• KORTE OPDRACHT: Neem alsjeblieft letterlijk over: alles vanaf de regel met "Point to the hockey net." tot en met de regel met "x=144, y=305".

• REGELS UIT DATASET:
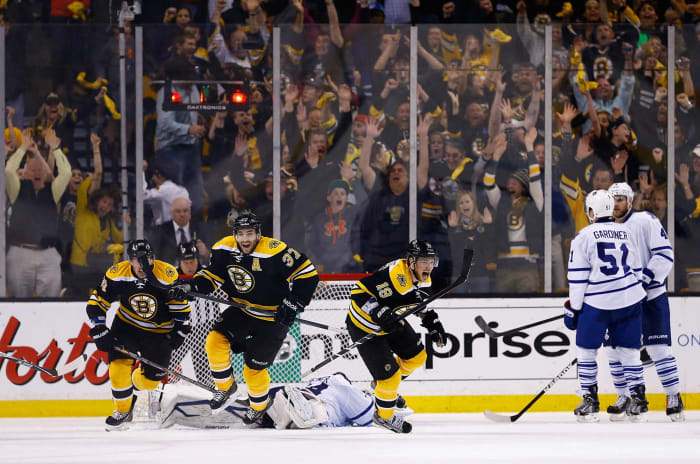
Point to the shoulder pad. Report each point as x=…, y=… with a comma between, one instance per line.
x=164, y=271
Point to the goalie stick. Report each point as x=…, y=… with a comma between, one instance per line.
x=481, y=322
x=158, y=284
x=138, y=357
x=75, y=364
x=500, y=418
x=466, y=266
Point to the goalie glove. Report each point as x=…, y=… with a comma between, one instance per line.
x=386, y=319
x=288, y=310
x=104, y=339
x=178, y=335
x=435, y=328
x=179, y=290
x=570, y=316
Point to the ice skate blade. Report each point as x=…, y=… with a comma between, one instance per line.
x=588, y=418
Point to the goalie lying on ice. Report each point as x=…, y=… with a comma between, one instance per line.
x=330, y=401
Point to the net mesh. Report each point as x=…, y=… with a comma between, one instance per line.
x=300, y=348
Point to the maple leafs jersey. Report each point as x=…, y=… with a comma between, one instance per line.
x=391, y=286
x=655, y=251
x=261, y=279
x=141, y=305
x=604, y=268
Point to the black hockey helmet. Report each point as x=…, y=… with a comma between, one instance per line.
x=246, y=221
x=421, y=249
x=187, y=250
x=139, y=248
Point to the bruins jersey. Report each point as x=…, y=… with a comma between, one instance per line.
x=140, y=305
x=261, y=279
x=391, y=286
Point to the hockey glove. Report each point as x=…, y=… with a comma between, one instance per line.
x=179, y=291
x=178, y=335
x=570, y=316
x=104, y=340
x=288, y=310
x=385, y=318
x=435, y=328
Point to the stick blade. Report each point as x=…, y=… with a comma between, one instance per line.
x=492, y=416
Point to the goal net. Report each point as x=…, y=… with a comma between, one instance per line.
x=304, y=346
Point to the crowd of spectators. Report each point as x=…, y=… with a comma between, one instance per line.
x=345, y=126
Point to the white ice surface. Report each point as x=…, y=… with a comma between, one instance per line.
x=436, y=438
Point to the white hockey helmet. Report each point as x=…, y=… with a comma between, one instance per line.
x=622, y=189
x=601, y=202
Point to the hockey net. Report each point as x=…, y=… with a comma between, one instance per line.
x=303, y=347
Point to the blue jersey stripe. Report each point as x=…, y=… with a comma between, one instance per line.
x=614, y=290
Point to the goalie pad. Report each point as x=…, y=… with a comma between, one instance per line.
x=297, y=408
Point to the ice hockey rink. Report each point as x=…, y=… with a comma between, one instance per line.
x=439, y=438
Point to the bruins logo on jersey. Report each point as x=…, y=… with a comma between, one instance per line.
x=241, y=279
x=144, y=305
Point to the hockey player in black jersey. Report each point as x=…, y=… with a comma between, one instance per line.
x=275, y=283
x=375, y=303
x=148, y=320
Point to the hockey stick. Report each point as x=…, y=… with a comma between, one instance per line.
x=143, y=261
x=493, y=334
x=75, y=364
x=499, y=418
x=137, y=357
x=466, y=266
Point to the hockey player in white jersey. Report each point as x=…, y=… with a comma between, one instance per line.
x=605, y=294
x=656, y=259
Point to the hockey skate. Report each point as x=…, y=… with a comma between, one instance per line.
x=394, y=423
x=638, y=406
x=674, y=408
x=618, y=411
x=120, y=420
x=589, y=407
x=223, y=399
x=252, y=416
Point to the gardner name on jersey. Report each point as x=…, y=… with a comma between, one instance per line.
x=391, y=286
x=260, y=279
x=140, y=305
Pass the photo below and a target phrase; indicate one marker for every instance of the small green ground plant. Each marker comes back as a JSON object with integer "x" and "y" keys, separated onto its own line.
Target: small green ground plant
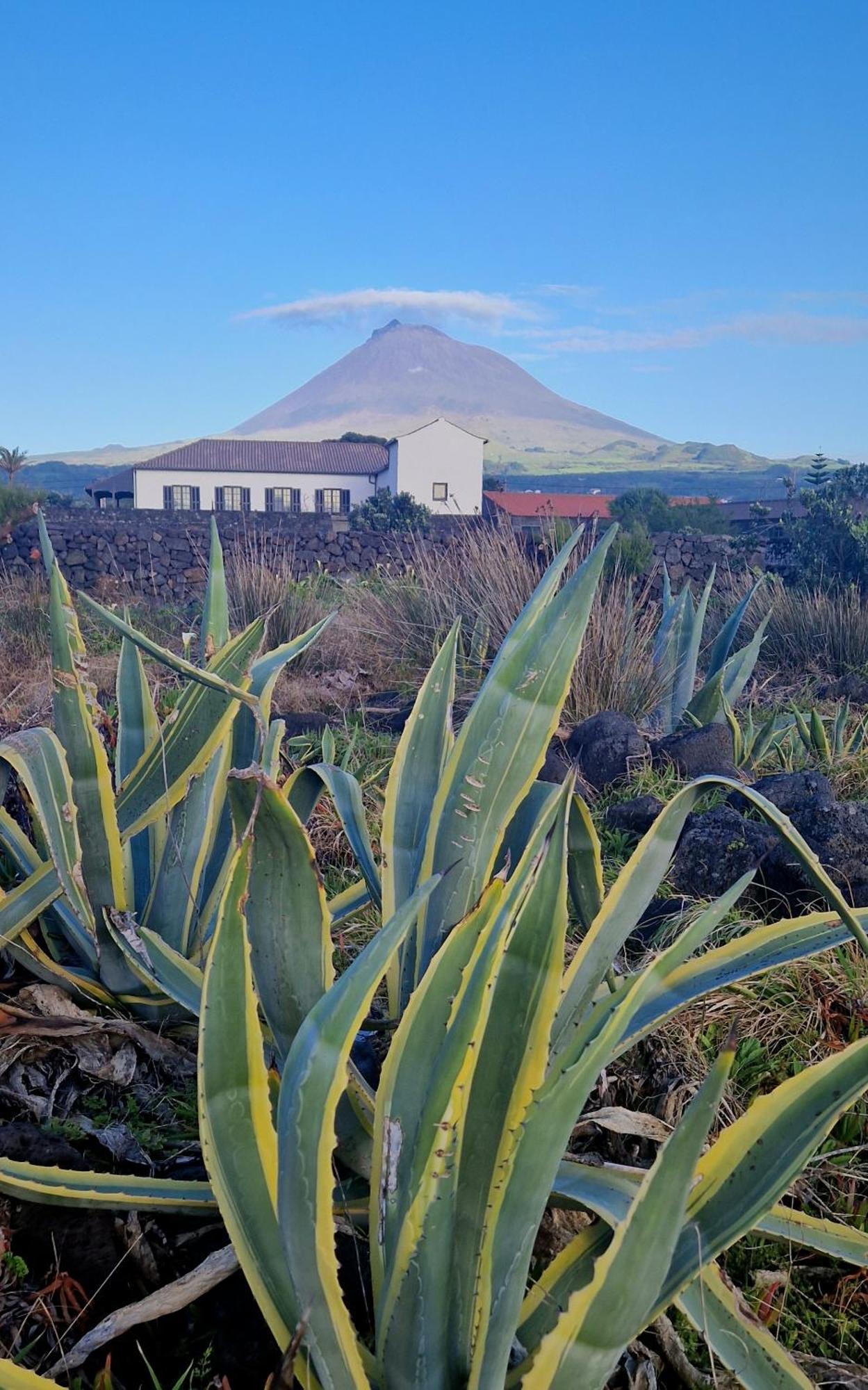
{"x": 444, "y": 1172}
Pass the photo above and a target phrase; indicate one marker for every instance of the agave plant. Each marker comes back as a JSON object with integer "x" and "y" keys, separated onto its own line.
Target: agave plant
{"x": 115, "y": 893}
{"x": 497, "y": 1046}
{"x": 676, "y": 655}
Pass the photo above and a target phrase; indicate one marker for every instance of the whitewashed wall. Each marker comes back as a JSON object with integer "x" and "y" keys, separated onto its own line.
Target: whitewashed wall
{"x": 149, "y": 486}
{"x": 440, "y": 452}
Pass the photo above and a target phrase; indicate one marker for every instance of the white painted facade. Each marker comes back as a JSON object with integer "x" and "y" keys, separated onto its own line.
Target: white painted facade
{"x": 440, "y": 465}
{"x": 439, "y": 458}
{"x": 149, "y": 486}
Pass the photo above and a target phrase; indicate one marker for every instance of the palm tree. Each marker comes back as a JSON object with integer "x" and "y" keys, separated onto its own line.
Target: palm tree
{"x": 12, "y": 462}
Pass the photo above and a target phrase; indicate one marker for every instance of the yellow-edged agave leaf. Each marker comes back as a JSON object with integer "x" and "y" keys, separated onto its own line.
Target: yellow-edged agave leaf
{"x": 19, "y": 1378}
{"x": 27, "y": 901}
{"x": 609, "y": 1192}
{"x": 755, "y": 953}
{"x": 605, "y": 1314}
{"x": 69, "y": 1188}
{"x": 313, "y": 1082}
{"x": 757, "y": 1159}
{"x": 60, "y": 914}
{"x": 172, "y": 906}
{"x": 238, "y": 1140}
{"x": 188, "y": 742}
{"x": 411, "y": 790}
{"x": 432, "y": 1043}
{"x": 87, "y": 761}
{"x": 38, "y": 760}
{"x": 31, "y": 956}
{"x": 737, "y": 1339}
{"x": 138, "y": 726}
{"x": 502, "y": 743}
{"x": 286, "y": 911}
{"x": 511, "y": 1067}
{"x": 216, "y": 610}
{"x": 639, "y": 881}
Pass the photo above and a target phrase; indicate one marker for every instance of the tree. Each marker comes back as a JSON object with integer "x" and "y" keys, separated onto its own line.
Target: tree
{"x": 819, "y": 471}
{"x": 388, "y": 512}
{"x": 12, "y": 462}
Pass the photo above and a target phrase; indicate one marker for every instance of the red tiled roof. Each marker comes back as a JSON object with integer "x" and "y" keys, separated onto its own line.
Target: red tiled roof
{"x": 340, "y": 457}
{"x": 568, "y": 505}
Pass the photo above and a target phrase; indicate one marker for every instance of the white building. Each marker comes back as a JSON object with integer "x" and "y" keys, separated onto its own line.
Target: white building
{"x": 440, "y": 465}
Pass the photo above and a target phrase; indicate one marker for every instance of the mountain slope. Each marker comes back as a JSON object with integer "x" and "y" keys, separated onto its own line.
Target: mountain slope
{"x": 407, "y": 375}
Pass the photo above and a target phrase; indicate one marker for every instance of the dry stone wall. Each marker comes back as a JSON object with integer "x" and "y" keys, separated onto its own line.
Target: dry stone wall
{"x": 162, "y": 555}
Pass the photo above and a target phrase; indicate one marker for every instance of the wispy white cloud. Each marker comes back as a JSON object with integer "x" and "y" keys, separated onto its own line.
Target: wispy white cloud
{"x": 434, "y": 304}
{"x": 786, "y": 330}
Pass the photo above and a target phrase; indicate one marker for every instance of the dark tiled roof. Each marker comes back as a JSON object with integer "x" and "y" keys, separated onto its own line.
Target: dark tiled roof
{"x": 340, "y": 457}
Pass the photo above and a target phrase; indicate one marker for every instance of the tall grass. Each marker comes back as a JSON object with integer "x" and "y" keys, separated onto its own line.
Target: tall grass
{"x": 817, "y": 632}
{"x": 261, "y": 579}
{"x": 397, "y": 622}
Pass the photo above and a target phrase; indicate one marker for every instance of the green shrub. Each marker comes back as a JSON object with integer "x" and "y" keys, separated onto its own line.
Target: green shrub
{"x": 390, "y": 512}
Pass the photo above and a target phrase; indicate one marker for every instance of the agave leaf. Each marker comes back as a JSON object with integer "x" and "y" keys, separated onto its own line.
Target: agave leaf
{"x": 238, "y": 1140}
{"x": 600, "y": 1320}
{"x": 287, "y": 914}
{"x": 69, "y": 1188}
{"x": 313, "y": 1082}
{"x": 725, "y": 639}
{"x": 411, "y": 790}
{"x": 138, "y": 728}
{"x": 502, "y": 743}
{"x": 27, "y": 901}
{"x": 174, "y": 974}
{"x": 265, "y": 673}
{"x": 19, "y": 1378}
{"x": 187, "y": 744}
{"x": 742, "y": 1343}
{"x": 304, "y": 790}
{"x": 38, "y": 760}
{"x": 193, "y": 826}
{"x": 60, "y": 914}
{"x": 511, "y": 1067}
{"x": 348, "y": 901}
{"x": 407, "y": 1114}
{"x": 87, "y": 760}
{"x": 216, "y": 608}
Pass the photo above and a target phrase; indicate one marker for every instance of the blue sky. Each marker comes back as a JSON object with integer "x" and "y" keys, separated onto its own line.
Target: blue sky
{"x": 660, "y": 209}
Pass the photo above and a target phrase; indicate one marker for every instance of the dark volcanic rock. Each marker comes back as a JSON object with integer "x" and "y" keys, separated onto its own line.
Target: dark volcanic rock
{"x": 716, "y": 849}
{"x": 698, "y": 751}
{"x": 605, "y": 747}
{"x": 792, "y": 793}
{"x": 634, "y": 817}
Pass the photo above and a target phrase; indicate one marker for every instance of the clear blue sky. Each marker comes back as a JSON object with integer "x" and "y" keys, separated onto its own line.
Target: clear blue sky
{"x": 690, "y": 177}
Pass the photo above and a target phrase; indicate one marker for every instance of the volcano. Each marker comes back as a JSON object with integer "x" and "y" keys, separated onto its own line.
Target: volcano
{"x": 407, "y": 375}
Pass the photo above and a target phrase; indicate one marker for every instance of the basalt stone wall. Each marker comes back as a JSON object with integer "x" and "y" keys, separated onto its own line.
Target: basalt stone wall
{"x": 163, "y": 555}
{"x": 691, "y": 557}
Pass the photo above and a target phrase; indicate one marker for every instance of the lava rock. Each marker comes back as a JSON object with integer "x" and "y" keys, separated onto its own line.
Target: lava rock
{"x": 792, "y": 793}
{"x": 697, "y": 753}
{"x": 605, "y": 749}
{"x": 716, "y": 849}
{"x": 634, "y": 817}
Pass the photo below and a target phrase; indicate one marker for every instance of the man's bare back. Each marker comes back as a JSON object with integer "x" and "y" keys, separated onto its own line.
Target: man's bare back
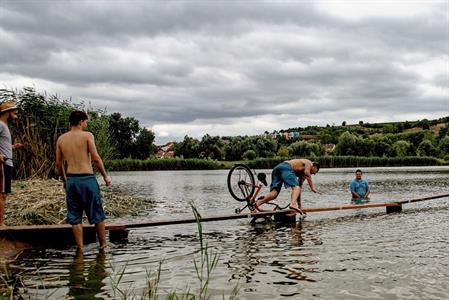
{"x": 300, "y": 165}
{"x": 74, "y": 146}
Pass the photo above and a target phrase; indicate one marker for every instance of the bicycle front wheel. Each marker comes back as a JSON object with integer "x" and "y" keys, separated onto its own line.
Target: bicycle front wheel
{"x": 241, "y": 182}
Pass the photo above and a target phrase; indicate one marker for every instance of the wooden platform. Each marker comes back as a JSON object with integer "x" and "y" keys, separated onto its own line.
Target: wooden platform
{"x": 44, "y": 235}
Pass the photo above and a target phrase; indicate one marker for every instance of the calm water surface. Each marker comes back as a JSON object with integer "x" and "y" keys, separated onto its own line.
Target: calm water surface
{"x": 364, "y": 254}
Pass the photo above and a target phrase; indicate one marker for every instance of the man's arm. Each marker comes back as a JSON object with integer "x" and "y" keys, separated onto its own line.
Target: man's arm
{"x": 59, "y": 161}
{"x": 367, "y": 191}
{"x": 307, "y": 167}
{"x": 353, "y": 192}
{"x": 96, "y": 158}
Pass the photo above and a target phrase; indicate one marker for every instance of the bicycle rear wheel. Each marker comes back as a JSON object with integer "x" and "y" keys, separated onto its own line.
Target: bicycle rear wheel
{"x": 241, "y": 182}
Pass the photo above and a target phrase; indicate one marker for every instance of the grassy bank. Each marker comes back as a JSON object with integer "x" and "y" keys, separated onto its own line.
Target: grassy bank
{"x": 268, "y": 163}
{"x": 37, "y": 202}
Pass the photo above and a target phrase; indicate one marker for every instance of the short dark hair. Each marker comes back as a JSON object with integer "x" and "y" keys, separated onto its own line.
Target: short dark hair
{"x": 77, "y": 116}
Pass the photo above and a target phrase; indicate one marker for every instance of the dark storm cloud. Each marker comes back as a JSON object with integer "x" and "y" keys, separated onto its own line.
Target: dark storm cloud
{"x": 208, "y": 63}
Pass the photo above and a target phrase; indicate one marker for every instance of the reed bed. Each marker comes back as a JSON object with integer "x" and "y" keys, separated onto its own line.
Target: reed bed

• UITWERKING OPDRACHT:
Point to the hockey net. Report each point as x=…, y=… with a comma between, one instance per line.
x=303, y=347
Point to the blue jersey stripe. Report each point as x=…, y=… with a comma between, one instance per line.
x=614, y=290
Point to the goalie pad. Report each point as x=…, y=… with a comma between, one instance per line.
x=297, y=408
Point to the ice hockey rink. Report each point as x=…, y=… with a comma between, one instance per line.
x=439, y=438
Point to the bruins logo on jersey. Report each point as x=…, y=… with a comma between, one instance per line.
x=241, y=279
x=144, y=305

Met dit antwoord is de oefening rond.